**Instructions to follow**
Every line of the data that includes "balcony" should be copied out.

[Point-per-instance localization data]

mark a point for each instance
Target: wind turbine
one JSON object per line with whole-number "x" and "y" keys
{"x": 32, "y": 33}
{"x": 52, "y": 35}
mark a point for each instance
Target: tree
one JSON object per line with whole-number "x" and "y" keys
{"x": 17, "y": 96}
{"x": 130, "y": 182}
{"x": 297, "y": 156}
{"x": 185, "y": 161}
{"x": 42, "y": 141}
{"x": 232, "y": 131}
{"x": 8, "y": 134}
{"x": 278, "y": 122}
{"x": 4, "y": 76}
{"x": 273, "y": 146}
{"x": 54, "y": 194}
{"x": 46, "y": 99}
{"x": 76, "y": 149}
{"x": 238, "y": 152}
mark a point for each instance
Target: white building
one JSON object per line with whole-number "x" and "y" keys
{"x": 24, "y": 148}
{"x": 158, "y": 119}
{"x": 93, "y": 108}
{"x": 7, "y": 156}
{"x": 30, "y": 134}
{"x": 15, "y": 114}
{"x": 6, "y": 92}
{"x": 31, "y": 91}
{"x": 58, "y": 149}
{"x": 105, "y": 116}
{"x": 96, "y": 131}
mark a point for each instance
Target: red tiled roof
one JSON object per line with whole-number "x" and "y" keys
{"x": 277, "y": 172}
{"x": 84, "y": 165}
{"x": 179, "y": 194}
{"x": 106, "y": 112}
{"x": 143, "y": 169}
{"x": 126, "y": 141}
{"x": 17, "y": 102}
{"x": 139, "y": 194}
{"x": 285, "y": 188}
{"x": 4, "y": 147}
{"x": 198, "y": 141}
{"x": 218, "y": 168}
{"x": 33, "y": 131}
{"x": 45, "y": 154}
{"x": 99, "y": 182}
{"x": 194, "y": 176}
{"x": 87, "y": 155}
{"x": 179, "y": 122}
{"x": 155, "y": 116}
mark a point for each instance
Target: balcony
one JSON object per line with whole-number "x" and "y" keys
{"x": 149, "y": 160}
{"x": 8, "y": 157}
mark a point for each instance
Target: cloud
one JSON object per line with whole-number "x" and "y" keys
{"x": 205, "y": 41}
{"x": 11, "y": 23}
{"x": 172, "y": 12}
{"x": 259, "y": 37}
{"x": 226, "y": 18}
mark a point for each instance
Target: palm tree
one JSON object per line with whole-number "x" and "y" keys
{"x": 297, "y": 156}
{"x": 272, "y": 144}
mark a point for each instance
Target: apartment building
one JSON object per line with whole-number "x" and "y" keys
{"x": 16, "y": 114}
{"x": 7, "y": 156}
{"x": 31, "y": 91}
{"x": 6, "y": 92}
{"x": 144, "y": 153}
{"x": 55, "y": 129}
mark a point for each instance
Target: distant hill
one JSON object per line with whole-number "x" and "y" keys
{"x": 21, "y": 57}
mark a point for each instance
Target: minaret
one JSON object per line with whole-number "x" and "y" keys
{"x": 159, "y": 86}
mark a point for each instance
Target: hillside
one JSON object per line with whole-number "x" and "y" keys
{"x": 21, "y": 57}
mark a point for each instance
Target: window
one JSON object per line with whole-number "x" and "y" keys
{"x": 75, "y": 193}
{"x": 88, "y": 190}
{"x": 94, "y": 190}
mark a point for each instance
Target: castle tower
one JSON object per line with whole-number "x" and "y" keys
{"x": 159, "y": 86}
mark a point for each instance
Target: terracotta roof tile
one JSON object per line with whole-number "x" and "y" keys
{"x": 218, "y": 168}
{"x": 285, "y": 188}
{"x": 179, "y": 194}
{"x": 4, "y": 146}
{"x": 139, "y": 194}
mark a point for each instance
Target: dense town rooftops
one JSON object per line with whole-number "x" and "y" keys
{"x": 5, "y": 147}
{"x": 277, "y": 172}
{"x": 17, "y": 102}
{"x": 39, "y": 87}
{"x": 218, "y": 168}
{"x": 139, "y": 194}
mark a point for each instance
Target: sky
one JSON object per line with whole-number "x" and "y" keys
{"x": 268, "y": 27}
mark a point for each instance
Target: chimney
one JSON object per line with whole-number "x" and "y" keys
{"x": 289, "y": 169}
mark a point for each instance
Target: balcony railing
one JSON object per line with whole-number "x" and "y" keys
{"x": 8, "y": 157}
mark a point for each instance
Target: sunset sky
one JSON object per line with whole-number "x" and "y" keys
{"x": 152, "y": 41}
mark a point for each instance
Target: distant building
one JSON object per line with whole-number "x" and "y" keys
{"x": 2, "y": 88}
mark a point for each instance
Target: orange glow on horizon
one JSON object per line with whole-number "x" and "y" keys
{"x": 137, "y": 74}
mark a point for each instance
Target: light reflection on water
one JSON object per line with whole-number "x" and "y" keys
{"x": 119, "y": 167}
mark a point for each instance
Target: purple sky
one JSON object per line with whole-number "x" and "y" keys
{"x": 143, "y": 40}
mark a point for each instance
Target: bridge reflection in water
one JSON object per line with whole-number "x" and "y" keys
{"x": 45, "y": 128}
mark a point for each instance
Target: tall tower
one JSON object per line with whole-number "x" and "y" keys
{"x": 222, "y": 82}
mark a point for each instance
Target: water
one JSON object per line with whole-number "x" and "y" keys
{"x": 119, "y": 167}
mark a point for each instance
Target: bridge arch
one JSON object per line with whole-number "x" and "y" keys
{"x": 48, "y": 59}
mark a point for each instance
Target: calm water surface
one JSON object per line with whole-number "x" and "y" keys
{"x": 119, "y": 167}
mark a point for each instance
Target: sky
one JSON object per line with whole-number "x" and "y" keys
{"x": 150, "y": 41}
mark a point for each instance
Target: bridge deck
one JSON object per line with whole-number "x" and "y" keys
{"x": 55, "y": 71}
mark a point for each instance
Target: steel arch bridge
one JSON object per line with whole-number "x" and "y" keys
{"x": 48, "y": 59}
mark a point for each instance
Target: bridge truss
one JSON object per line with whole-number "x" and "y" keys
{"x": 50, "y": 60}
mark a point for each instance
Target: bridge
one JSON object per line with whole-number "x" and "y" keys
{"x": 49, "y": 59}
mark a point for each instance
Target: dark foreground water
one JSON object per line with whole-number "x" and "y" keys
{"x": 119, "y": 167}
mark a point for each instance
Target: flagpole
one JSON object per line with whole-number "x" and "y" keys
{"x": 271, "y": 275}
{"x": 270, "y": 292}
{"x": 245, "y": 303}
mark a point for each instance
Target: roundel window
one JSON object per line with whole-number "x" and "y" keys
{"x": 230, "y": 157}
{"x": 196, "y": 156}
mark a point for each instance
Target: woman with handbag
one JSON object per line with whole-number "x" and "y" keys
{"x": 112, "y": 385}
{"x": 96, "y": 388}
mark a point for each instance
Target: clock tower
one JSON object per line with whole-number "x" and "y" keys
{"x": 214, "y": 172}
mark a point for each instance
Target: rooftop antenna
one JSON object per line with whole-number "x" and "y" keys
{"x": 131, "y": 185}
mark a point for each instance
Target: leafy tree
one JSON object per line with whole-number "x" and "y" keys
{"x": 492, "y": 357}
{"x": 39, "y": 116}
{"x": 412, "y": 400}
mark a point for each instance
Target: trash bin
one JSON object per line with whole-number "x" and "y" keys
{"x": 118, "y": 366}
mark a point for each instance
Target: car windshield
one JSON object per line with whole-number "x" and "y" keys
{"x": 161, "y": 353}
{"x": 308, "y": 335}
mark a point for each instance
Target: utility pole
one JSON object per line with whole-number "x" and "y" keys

**Result of this exercise**
Target: balcony
Target: balcony railing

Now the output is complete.